Supplied passage —
□ □ □ □ □ □ □

Calibration 1: OD 600 Reference Point - LUDOX Protocol
We used LUDOX CL-X as a single point reference to obtain a conversion factor to transform absorbance (Abs 600) data from plate reader into acomparable OD 600 measurement as would be obtained in a spectrophotometer.
Figure 1. Measurement of Abs 600 and OD 600 for LUDOX CL-X and water
Calibration 2: Particle Standard Curve - Microsphere Protocol
We prepared a dilution series of silica microspheres and measured the Abs 600 in a plate reader. These microspheres are similar to cells in physical size and optical characteristics. This measurement was used to obtain a standardcurve of particle concentration, enabling to convert Abs 600 measurements to an estimated number of cells.
Figure 2. Calculated particle counts from measured Abs 600 and generation of a particle standard curve
Calibration 3: Fluorescence Standard Curve - Fluorescein Protocol
We prepared a dilution series of fluorescein in four replicates and measured the fluorescence in a 96 well plate in a plate reader. Measuring these in the plate reader enabled us to generate a standard curve of fluorescence for fluorescein concentration.

□ □ □ □ □ □ □

[Collected data]
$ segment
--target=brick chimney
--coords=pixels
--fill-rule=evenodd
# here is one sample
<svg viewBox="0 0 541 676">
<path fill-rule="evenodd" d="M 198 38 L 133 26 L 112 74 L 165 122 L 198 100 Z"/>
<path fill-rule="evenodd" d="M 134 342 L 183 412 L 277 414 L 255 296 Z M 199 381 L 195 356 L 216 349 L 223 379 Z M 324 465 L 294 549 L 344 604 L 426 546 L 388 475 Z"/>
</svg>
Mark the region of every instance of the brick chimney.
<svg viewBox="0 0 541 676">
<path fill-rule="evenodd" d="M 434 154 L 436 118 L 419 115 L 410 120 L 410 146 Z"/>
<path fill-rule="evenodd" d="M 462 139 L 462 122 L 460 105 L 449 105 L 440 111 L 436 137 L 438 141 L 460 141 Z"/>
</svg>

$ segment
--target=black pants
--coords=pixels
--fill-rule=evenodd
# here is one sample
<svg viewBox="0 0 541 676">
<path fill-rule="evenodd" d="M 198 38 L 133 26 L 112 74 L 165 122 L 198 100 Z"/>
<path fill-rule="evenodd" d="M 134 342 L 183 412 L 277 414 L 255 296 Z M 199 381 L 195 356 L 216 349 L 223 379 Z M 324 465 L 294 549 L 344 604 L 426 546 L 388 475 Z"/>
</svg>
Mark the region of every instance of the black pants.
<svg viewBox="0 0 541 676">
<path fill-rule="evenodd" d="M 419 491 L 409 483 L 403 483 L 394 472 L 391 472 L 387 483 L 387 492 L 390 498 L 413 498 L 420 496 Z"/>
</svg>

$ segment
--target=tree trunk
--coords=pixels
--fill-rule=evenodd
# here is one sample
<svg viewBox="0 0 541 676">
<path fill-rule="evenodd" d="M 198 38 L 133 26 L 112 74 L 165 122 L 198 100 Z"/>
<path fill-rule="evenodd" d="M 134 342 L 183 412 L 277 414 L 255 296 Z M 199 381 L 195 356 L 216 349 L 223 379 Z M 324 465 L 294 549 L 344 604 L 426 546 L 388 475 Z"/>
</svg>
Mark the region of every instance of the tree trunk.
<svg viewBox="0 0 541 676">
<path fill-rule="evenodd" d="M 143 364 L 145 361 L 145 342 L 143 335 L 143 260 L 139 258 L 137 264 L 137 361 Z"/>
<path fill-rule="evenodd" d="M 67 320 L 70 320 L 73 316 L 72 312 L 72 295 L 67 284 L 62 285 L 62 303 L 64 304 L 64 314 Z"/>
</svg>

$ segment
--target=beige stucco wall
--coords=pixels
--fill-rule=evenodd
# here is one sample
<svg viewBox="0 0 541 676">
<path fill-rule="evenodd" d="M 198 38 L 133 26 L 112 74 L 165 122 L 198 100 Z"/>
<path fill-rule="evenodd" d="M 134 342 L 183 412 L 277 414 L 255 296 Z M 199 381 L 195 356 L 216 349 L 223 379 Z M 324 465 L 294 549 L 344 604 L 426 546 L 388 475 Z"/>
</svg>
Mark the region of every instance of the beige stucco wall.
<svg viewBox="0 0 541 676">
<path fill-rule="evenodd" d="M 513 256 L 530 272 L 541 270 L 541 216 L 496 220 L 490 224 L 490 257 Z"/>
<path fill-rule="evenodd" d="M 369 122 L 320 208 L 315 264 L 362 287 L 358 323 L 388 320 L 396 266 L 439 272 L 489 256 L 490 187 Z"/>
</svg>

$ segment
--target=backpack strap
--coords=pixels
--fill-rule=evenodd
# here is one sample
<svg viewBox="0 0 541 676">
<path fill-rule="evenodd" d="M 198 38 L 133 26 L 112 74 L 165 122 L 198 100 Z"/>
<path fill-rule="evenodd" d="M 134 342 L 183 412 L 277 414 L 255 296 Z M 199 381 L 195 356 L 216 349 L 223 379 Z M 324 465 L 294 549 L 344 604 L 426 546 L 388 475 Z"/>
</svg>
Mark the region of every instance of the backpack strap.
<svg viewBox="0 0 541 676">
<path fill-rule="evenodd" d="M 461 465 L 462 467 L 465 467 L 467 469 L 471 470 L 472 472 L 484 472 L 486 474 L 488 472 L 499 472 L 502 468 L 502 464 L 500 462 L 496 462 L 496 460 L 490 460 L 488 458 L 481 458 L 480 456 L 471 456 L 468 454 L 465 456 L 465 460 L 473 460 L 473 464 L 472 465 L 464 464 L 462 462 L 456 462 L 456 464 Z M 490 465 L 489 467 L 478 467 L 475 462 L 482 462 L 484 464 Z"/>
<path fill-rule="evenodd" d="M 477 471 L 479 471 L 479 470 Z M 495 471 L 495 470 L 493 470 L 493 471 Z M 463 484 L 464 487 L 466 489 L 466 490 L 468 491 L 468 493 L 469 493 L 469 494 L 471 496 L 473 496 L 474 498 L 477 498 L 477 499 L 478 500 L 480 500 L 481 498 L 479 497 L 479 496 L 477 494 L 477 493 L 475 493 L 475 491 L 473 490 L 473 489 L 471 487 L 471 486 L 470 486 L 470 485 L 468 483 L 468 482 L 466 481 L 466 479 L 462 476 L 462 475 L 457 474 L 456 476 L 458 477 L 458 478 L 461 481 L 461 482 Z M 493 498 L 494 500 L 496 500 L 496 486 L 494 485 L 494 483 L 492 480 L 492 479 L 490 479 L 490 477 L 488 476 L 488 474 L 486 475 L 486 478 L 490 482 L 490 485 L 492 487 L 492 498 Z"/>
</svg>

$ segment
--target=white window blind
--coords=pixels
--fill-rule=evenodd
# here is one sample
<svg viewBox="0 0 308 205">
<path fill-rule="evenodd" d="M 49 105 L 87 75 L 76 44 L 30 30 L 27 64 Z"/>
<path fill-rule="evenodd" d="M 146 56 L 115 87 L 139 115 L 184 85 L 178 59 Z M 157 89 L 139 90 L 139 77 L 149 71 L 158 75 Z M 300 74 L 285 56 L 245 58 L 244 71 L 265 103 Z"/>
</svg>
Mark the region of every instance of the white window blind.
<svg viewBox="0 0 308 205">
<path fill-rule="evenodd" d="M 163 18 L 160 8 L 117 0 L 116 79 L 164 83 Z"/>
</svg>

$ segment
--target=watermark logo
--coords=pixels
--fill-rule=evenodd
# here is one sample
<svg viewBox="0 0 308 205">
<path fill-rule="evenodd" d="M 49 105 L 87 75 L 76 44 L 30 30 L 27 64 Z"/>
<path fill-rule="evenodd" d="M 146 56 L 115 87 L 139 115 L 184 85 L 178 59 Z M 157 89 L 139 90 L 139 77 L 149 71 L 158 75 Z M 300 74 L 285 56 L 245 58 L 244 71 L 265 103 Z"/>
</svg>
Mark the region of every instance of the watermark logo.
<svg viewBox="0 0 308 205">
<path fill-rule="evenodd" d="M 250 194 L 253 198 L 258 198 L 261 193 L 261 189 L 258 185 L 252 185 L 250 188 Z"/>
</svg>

□ □ □ □ □ □ □

What you need to do —
1 > Summarize the plate reader calibration passage in two sentences.
2 > Continue the plate reader calibration passage from its last sentence.
The collected data are separate material and have no connection to the calibration passage.

Your written answers —
1 > LUDOX CL-X served as a single reference point for a conversion factor that turns plate reader Abs 600 readings into OD 600 values comparable to a spectrophotometer's, and a dilution series of silica microspheres, which resemble cells in size and optical properties, produced a particle standard curve for estimating cell numbers from Abs 600. A dilution series of fluorescein in four replicates was also measured in a 96 well plate to generate a fluorescence standard curve for fluorescein concentration.

2 >
Figure 3. Correspondence between fluorescence and fluorescein concentration
Cell Measurement
We had two plates to read at the end of procedure and one plate for each time point: 0 and 6 hours. On each plate, we read both fluorescence and absorbance. We used the generated particle standard and fluorescent curves to determine fluorescence per OD and fluorescence per particle values.
Figure 4. Measurement of raw Abs 600 and OD 600
Figure 5. Measurement of fluorescence per OD
Figure 6. Measurement of fluorescence per particle
Figure 7. The number of colonies and CFU/mL value in a starting sample of OD 600 = 0.1
Colony Forming Units per 0.1 OD 600 E. coli cultures
For the CFU protocol, we calculated colonies for our two Positive Control (BBa_I20270) cultures and our two Negative Control (BBa_R0040) cultures. Our overnight cultures were diluted to yield a 0.1 OD 600 using calculations described in iGEM 2018 InterLab Study Protocol. After a serial dilution for each overnight culture, we plated the 8*10-3, 8*10-4, and 8*10-5 dilutions on LB agar with triplication. With the assumption that one bacterial cell leads to one colony, we enumerated the number of colonies on each plate and multiplied the colony count by the final dilution factor to assess a CFU/mL value for a starting sample of OD 600.